The task:
Copy everything from the line with "Reviewer note: every instance of the flower stem" down through the end of the items, replacing "marker" with "dot" and leaving everything else unchanged.

+++

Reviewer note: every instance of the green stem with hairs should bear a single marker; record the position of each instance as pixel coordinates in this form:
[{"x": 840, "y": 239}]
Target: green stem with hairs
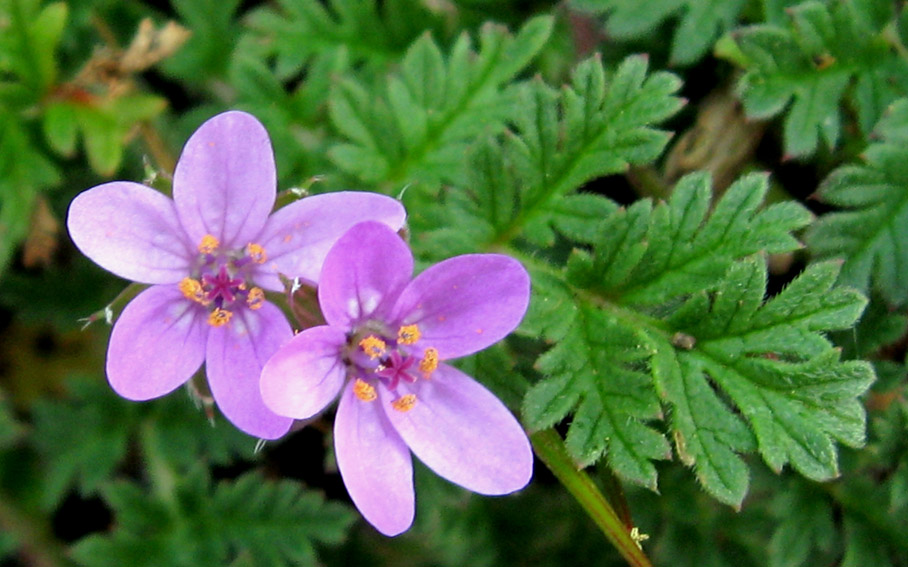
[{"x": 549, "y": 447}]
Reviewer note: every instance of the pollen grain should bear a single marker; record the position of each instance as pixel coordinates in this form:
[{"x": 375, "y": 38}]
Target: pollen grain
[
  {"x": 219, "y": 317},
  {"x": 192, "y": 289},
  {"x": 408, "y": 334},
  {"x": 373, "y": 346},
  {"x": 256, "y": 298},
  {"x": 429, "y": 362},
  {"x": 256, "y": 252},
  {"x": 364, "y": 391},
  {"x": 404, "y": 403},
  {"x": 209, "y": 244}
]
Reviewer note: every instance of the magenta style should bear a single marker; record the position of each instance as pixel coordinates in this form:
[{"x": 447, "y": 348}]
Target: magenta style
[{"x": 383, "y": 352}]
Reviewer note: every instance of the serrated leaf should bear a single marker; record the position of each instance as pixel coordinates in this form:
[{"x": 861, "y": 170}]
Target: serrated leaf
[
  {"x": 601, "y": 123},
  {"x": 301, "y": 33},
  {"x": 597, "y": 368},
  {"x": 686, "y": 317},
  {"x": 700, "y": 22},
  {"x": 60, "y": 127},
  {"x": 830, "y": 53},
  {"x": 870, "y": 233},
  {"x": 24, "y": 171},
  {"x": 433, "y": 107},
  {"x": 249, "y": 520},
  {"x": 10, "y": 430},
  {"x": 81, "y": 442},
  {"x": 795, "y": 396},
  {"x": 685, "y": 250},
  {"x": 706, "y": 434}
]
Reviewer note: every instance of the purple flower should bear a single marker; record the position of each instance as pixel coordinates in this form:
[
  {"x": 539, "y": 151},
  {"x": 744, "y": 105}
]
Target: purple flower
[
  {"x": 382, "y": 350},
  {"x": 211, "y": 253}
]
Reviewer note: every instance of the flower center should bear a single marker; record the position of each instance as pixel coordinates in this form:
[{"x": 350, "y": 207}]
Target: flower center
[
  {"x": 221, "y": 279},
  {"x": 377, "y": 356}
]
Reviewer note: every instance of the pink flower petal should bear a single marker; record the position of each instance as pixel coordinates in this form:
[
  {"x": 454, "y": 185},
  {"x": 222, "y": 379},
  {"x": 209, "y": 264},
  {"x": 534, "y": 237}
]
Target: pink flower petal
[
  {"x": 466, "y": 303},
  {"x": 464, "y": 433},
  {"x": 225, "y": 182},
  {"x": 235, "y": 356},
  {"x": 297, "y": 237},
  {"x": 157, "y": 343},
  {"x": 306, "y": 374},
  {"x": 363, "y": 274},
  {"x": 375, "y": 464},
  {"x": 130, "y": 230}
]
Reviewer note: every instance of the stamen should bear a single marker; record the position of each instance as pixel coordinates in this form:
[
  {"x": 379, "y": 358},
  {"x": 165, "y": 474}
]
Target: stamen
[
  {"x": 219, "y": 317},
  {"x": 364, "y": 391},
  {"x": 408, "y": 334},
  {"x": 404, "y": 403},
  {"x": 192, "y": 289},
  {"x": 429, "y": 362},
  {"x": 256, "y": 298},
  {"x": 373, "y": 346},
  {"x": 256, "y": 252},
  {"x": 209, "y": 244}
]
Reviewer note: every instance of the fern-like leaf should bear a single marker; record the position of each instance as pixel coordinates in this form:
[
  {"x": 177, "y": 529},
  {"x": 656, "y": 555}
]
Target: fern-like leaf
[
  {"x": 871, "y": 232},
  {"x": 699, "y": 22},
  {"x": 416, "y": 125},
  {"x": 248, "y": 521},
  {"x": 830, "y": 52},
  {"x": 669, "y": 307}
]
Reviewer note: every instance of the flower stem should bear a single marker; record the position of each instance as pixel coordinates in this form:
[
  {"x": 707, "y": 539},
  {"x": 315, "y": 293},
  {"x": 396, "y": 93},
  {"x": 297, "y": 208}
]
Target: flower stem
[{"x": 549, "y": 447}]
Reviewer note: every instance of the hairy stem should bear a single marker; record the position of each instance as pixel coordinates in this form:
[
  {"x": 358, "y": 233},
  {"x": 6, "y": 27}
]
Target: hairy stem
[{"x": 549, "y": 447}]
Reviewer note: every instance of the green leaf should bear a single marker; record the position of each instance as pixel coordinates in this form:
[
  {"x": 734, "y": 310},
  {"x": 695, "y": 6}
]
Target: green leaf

+++

Exercise output:
Reviewer note: every instance of the flower stem should bear a single dot; record the position of each instance as pixel coordinates in this form:
[
  {"x": 707, "y": 539},
  {"x": 315, "y": 293},
  {"x": 396, "y": 93},
  {"x": 297, "y": 208}
]
Target: flower stem
[{"x": 549, "y": 447}]
Reviewer note: every instance of the hairy stem should bear a single dot; record the position of each instance as pixel coordinates in this form:
[
  {"x": 358, "y": 233},
  {"x": 6, "y": 27}
]
Target: hairy stem
[{"x": 549, "y": 447}]
Reviewer note: every instance of the green leaf should bear a single dot; record the position of each instance as pixel coordinates in this form:
[
  {"x": 734, "y": 310},
  {"x": 695, "y": 6}
]
Target: green leaf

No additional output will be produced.